#### Texto de lectura
Aquí una estrella, y otra estrella lejos:
alguna se extravía.
Aquí una niebla, más allá otra niebla,
pero después el día.


Le dice Emily a Virginia. . .

  Se sentía muy joven, y al mismo tiempo indeciblemente avejentada. Como un cuchillo atravesaba todas las cosas, y al mismo tiempo estaba fuera de ellas, mirando. Tenía la perpetua sensación de estar fuera, fuera, muy lejos en el mar, y sola; siempre había considerado que era muy, muy peligroso vivir, aunque sólo fuera un día.


Le dice Virginia a Alejandra, y Alejandra asiente. . . y escribe dentro de esa cadena interminable

Pero el silencio es cierto. Por eso escribo. Estoy sola
 y escribo. No, no estoy sola. Hay alguien aquí  que tiembla.


miércoles, 13 de agosto de 2014

Una mujer dentro del cuadro

Mujeres asomadas al siglo XX. Mujeres mirando el inicio de algo nuevo,  una suerte de amanecer distinto. Descubrimientos asombrosos, nuevas palabras, puertas abriéndose sobre la vida. El siglo XX, antes del dolor y la guerra, antes de que el horror y la sangre, con sus  botas sucias, pisotearan la tierra, era una esperanza. Y a esa esperanza se asomaban ellas, buscando algo más, eso que permanentemente les era negado.

Parte de un archivo de datos:
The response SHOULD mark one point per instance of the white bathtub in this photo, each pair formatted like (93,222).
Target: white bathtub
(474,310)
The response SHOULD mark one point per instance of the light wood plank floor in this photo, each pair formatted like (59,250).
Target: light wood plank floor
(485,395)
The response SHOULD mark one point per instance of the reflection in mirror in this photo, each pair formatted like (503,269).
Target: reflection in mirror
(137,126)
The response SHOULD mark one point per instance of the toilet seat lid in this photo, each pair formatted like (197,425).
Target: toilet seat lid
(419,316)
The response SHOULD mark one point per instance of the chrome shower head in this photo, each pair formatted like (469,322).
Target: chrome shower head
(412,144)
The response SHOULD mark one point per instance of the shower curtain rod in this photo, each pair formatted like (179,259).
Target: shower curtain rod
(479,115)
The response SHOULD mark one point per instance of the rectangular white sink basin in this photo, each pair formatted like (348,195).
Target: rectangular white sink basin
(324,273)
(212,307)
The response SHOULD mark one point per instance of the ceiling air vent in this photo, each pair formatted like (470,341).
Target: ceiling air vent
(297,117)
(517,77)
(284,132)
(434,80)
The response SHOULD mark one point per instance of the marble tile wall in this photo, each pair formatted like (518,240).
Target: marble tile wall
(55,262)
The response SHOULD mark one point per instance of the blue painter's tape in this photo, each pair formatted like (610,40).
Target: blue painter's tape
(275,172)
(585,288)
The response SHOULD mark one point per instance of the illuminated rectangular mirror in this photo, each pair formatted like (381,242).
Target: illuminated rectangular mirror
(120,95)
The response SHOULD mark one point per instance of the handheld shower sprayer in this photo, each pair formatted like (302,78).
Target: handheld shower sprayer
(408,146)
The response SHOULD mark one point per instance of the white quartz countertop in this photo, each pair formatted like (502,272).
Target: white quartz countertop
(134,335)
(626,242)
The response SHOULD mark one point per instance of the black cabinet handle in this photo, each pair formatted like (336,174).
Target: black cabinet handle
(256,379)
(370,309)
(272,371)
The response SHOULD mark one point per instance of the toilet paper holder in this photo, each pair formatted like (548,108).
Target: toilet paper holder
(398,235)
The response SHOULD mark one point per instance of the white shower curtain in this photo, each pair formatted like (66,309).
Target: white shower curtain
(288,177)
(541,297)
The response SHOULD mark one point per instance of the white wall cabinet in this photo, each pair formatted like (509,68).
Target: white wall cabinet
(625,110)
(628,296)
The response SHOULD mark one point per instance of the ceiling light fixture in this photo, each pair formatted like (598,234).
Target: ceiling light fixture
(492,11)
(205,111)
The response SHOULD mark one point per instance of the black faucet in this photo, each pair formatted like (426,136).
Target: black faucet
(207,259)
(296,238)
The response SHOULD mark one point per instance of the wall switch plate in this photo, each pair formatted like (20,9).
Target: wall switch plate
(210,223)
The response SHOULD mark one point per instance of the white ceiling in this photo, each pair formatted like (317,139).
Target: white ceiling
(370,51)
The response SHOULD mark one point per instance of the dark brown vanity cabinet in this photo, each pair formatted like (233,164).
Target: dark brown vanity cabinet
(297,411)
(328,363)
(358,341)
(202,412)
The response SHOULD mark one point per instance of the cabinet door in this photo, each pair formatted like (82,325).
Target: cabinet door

#### Tareas a realizar
A. Devuelve, tal como aparece en el texto de lectura, el fragmento que comienza en "Le dice Emily" y acaba en "aquí  que tiembla.".
B. Según el texto de lectura, ¿qué era el siglo XX antes del dolor y la guerra?

#### Resultados en orden
A.
Le dice Emily a Virginia. . .

  Se sentía muy joven, y al mismo tiempo indeciblemente avejentada. Como un cuchillo atravesaba todas las cosas, y al mismo tiempo estaba fuera de ellas, mirando. Tenía la perpetua sensación de estar fuera, fuera, muy lejos en el mar, y sola; siempre había considerado que era muy, muy peligroso vivir, aunque sólo fuera un día.


Le dice Virginia a Alejandra, y Alejandra asiente. . . y escribe dentro de esa cadena interminable

Pero el silencio es cierto. Por eso escribo. Estoy sola
 y escribo. No, no estoy sola. Hay alguien aquí  que tiembla.

B. Era una esperanza.